» **Task details**
Reproduce every one of the rows below word for word, keeping each line unchanged.

================================

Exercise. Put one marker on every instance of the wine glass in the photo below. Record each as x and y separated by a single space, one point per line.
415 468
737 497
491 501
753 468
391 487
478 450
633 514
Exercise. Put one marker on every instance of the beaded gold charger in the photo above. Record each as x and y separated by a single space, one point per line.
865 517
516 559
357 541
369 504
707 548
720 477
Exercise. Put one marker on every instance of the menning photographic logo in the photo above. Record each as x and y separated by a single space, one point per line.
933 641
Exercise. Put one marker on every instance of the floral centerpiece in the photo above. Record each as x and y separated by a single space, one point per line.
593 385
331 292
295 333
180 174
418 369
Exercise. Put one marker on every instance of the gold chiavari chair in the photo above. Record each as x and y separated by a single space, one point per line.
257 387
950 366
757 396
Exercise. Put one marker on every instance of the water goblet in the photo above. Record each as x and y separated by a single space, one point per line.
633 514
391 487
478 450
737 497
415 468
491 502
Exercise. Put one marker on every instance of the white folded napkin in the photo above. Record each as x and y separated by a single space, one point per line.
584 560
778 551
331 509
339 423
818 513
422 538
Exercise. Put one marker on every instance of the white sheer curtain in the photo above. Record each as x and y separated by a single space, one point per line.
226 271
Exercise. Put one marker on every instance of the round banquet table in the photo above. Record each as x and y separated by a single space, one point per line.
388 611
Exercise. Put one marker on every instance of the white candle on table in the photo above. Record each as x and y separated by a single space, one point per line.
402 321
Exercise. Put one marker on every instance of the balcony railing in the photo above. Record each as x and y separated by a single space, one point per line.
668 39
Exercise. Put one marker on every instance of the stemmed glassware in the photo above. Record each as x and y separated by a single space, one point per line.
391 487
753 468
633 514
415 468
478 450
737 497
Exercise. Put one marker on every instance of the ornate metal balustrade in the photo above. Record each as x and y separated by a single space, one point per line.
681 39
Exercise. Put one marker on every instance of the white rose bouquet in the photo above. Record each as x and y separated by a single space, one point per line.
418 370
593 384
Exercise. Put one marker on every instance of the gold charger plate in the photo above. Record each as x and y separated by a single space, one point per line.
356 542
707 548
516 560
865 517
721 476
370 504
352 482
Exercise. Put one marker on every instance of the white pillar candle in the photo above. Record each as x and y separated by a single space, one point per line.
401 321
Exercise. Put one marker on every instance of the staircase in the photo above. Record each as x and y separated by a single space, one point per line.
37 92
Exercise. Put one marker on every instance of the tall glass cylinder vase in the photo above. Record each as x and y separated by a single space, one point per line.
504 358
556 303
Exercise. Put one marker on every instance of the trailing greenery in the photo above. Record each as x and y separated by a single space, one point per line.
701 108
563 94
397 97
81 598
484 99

================================

» **Exercise output**
Exercise. Put one marker on every instance of the wine glass in the photo below. Record each as x and y separated by a single space, one point per line.
415 468
737 497
491 501
753 468
391 487
478 450
633 514
Exercise. Put one marker on every instance of the beaded gold charger in the photo above. Record each as x and y separated by a single space, one point per line.
865 517
516 559
357 541
369 504
707 548
720 477
Exercise. Put one marker on every instance of the menning photographic logo in the photo above. Record each as x and y separated by a single space, one point per line.
933 641
Exercise. Put one marker on every instance of the floral centerpiece in the photo above. Record each as x and y separated by a single space, one point per line.
593 385
331 292
295 333
180 174
418 369
Exercise. Put one marker on every instance of the gold chiavari chair in the photo above. Record each as x and y separated by a single space, one point per line.
257 387
950 366
757 396
Exercise. Put one marker on every instance of the water goblet in the photo above. Record each as x and y separated by a single space, one point per line.
633 514
391 487
478 450
737 497
415 468
491 502
Exercise. Put one marker on every instance of the white folded napkin in the photo above. Record each as x and y separated by a single space, one point per line.
584 560
778 551
331 509
339 423
818 513
422 538
Exercise. Put one marker on every instance of the white sheer curtain in the photo above. Record each as x and y separated by a single space, one point per line.
226 271
Exercise. Put one marker on every instance of the round banquet table in the photo above. Record each as x and y separated by a single space, one point per line.
388 611
Exercise. Put one marker on every instance of the white candle on table in the photo above. Record each as x and y separated by a single space, one point per line.
402 321
Exercise. Put one marker on every instance of the balcony railing in the photo above. Record each as x and y separated by a single space, one point per line.
668 39
Exercise. Put one marker on every instance of the stemmed glassware in the photo above. Record each as x and y separated by a single space, one point per line.
391 487
753 468
633 514
415 468
478 450
737 497
Exercise. Put one marker on every instance of the ornate metal balustrade in the photo above. Record each as x and y separated by a single space, one point per line.
681 39
Exercise. Put one marker on every instance of the white rose bouquet in the photo above. Record each as x and y separated by a single space, one point per line.
418 370
593 384
Exercise. Put one marker on every instance of the gold charger plate in the photo above. Record each as x and y separated by a single space, one point per line.
356 542
707 548
516 560
865 517
721 476
370 504
352 482
Exercise. Put one marker on every instance of the white pillar candle in the photo above. Record each as x and y separated by a single space, one point per line.
401 321
Exercise. Put one marker on every instance of the staircase in the photo above. Record each as x and y separated by a single space, one point per line.
37 92
Exercise. Put one marker on every instance of the tall glass cylinder vase in the photo above. Record each as x and y separated by a single space, one point per line.
504 358
556 303
Exercise. Put one marker on every instance of the trailing greenery in the photo above. Record each as x and y separated by a single space, one point per line.
701 108
563 94
397 97
81 598
484 99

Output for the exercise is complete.